PROBLEM REQUIREMENTS: From the records below, count the lines holding the string "frame". Only the number is wanted.

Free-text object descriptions
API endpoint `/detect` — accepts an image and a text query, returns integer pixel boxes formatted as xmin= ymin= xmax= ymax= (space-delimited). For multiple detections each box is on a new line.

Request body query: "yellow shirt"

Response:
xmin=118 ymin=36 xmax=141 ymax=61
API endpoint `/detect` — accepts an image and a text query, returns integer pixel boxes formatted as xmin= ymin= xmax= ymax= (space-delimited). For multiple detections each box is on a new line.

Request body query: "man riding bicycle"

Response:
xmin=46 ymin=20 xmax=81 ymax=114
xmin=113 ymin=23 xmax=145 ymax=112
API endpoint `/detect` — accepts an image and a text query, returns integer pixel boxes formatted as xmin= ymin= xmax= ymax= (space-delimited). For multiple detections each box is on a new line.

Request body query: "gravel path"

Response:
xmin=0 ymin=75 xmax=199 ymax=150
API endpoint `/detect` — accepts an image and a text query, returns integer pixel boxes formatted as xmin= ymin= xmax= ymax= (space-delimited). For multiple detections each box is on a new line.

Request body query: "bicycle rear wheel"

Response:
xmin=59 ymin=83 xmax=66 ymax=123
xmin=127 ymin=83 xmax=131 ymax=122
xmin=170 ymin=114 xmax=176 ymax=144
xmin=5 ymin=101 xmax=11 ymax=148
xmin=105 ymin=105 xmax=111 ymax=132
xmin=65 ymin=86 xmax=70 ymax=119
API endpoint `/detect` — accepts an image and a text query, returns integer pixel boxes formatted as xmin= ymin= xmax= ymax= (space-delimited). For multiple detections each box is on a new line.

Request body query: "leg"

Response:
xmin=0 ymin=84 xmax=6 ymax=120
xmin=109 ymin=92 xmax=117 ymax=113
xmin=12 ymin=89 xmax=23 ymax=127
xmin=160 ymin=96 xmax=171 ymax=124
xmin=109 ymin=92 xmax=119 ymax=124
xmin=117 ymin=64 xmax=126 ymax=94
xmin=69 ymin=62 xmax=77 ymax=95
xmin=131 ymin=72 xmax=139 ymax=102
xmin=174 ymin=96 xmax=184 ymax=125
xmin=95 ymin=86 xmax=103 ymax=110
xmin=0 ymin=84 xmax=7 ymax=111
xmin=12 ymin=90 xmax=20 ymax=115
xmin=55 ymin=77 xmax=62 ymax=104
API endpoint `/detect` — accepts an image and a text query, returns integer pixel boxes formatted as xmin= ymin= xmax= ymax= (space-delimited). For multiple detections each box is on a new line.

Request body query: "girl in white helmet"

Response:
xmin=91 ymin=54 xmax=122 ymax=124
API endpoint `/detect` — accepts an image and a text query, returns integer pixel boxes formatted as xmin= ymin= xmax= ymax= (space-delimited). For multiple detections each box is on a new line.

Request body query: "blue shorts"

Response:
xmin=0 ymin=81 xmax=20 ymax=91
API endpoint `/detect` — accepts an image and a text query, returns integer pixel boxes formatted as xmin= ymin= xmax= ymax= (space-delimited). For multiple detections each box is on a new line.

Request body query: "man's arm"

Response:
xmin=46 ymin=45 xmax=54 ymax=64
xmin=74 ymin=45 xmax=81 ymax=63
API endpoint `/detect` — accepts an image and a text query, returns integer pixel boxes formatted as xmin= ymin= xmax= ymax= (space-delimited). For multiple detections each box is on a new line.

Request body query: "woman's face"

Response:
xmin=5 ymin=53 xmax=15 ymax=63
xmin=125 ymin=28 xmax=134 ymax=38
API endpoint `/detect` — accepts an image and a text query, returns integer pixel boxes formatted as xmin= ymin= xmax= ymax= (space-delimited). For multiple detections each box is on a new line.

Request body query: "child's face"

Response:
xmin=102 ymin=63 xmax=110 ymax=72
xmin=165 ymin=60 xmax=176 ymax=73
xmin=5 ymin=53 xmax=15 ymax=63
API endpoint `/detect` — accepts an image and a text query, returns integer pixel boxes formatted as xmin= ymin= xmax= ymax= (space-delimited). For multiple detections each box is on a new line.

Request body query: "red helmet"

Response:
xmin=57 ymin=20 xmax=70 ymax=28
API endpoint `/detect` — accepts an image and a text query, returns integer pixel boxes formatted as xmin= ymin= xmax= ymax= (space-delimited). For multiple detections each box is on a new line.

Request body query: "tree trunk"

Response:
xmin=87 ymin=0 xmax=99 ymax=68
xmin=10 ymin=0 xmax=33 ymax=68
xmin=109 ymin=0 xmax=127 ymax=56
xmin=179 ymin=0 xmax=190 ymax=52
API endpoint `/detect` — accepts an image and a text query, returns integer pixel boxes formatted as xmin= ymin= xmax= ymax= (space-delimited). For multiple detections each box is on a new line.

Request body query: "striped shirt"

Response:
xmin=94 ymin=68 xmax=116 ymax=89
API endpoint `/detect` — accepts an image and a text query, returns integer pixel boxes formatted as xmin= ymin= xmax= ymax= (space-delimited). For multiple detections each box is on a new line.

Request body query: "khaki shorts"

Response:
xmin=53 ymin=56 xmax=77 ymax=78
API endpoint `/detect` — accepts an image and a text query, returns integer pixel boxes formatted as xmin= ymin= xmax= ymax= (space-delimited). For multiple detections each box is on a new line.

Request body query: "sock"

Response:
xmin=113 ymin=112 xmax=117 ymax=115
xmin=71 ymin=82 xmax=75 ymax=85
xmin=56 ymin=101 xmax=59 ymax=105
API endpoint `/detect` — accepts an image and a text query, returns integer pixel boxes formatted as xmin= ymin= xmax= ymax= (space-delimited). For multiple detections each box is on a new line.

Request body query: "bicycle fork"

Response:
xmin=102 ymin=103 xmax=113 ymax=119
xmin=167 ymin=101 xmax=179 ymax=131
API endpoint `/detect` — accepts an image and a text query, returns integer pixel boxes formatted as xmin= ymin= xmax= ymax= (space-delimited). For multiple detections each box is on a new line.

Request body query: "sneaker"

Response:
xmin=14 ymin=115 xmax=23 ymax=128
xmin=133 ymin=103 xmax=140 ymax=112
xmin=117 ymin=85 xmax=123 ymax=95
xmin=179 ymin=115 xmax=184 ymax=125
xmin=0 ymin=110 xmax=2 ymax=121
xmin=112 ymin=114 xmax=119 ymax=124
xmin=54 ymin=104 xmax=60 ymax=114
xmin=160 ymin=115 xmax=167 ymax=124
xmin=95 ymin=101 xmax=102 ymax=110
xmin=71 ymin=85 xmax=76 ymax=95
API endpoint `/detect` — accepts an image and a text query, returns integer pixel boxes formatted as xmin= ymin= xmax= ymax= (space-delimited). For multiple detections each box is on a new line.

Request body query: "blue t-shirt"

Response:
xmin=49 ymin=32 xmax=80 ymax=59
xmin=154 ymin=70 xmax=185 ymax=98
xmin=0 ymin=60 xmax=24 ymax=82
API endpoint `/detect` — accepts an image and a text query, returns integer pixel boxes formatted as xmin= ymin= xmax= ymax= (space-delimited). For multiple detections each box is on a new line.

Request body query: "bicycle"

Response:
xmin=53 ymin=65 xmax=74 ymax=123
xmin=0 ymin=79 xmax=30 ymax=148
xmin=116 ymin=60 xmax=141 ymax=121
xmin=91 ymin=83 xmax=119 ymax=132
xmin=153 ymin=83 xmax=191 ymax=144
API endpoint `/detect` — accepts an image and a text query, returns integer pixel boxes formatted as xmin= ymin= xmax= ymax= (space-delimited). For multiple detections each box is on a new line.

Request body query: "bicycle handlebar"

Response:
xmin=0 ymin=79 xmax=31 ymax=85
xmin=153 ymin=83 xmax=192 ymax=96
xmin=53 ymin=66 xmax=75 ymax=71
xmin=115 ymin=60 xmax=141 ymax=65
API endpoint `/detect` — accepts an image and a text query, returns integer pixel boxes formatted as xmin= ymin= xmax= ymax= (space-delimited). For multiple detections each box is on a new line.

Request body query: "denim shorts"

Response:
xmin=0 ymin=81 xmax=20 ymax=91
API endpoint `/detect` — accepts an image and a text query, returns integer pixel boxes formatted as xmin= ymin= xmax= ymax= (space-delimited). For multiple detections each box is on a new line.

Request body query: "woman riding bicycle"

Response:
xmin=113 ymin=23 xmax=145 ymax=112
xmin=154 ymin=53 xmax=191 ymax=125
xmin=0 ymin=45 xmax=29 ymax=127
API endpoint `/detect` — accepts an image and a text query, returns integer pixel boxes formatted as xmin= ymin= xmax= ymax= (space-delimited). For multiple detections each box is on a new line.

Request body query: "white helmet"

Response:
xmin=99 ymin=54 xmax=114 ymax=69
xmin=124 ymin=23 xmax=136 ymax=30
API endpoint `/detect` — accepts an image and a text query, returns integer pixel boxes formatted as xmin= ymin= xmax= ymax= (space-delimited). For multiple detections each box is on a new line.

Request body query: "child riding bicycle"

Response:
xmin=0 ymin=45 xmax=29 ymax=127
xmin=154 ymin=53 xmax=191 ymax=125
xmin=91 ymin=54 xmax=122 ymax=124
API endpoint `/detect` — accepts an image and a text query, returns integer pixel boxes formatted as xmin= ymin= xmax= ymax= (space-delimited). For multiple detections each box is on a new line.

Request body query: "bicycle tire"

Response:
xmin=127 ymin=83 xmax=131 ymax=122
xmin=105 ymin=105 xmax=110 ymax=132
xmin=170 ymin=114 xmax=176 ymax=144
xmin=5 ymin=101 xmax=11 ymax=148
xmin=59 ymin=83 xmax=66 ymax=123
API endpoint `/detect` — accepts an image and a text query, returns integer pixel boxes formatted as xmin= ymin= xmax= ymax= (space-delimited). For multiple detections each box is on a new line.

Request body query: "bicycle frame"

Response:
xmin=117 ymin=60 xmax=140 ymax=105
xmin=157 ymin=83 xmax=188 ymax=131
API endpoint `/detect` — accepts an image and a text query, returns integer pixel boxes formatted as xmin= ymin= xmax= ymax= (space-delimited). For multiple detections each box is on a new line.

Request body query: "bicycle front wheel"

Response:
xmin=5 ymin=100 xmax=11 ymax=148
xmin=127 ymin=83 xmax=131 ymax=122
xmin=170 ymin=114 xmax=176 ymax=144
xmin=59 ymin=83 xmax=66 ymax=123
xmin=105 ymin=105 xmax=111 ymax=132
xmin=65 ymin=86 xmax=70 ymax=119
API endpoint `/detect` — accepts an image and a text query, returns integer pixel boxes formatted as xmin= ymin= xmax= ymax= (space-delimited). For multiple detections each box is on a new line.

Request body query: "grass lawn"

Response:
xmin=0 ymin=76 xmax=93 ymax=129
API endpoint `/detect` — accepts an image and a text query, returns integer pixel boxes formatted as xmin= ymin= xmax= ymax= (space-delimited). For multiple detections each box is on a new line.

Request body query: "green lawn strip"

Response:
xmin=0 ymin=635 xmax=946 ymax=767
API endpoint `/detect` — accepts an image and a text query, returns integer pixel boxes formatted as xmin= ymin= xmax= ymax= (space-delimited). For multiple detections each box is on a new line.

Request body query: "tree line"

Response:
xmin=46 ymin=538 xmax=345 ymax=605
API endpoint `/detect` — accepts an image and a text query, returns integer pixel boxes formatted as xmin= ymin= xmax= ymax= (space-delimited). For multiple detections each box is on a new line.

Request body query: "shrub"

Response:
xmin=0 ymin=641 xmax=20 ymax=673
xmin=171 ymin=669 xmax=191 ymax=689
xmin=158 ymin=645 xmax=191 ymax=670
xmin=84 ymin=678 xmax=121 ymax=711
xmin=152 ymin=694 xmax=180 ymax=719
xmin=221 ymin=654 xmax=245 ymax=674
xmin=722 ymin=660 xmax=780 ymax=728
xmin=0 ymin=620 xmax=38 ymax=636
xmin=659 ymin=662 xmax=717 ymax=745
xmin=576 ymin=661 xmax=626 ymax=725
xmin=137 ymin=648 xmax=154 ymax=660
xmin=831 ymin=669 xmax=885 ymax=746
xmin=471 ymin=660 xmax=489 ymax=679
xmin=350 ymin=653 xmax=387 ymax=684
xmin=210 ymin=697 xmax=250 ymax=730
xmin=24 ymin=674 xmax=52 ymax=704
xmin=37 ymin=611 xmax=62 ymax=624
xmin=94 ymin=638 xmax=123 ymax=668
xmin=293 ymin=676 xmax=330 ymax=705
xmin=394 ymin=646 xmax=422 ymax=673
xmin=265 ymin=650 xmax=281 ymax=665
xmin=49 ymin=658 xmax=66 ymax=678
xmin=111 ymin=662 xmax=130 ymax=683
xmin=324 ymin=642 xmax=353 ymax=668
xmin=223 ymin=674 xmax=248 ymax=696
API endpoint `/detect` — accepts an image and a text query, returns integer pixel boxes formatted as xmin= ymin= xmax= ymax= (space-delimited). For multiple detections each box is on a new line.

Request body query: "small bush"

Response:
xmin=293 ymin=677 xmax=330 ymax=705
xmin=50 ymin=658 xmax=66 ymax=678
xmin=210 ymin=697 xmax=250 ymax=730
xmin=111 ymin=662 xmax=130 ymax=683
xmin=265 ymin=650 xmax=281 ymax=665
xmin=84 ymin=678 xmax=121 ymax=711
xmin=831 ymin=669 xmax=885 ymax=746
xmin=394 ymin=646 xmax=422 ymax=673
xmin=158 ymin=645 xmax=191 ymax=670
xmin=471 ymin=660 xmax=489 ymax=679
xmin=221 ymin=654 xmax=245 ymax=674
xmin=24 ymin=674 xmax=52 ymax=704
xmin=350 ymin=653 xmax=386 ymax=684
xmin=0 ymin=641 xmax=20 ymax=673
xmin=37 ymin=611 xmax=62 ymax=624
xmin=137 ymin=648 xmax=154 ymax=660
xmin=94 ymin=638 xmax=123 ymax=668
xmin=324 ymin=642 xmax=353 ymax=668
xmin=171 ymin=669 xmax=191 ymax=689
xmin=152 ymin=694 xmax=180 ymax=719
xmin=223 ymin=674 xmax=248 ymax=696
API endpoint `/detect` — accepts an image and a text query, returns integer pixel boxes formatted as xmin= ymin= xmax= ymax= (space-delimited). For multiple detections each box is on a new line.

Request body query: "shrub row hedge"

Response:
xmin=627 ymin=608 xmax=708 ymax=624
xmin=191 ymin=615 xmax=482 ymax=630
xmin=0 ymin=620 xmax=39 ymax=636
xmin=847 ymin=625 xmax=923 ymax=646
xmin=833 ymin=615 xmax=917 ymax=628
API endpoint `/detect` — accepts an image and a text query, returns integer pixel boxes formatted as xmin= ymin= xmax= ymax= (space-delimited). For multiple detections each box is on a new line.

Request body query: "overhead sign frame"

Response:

RESPONSE TO THE EXERCISE: 2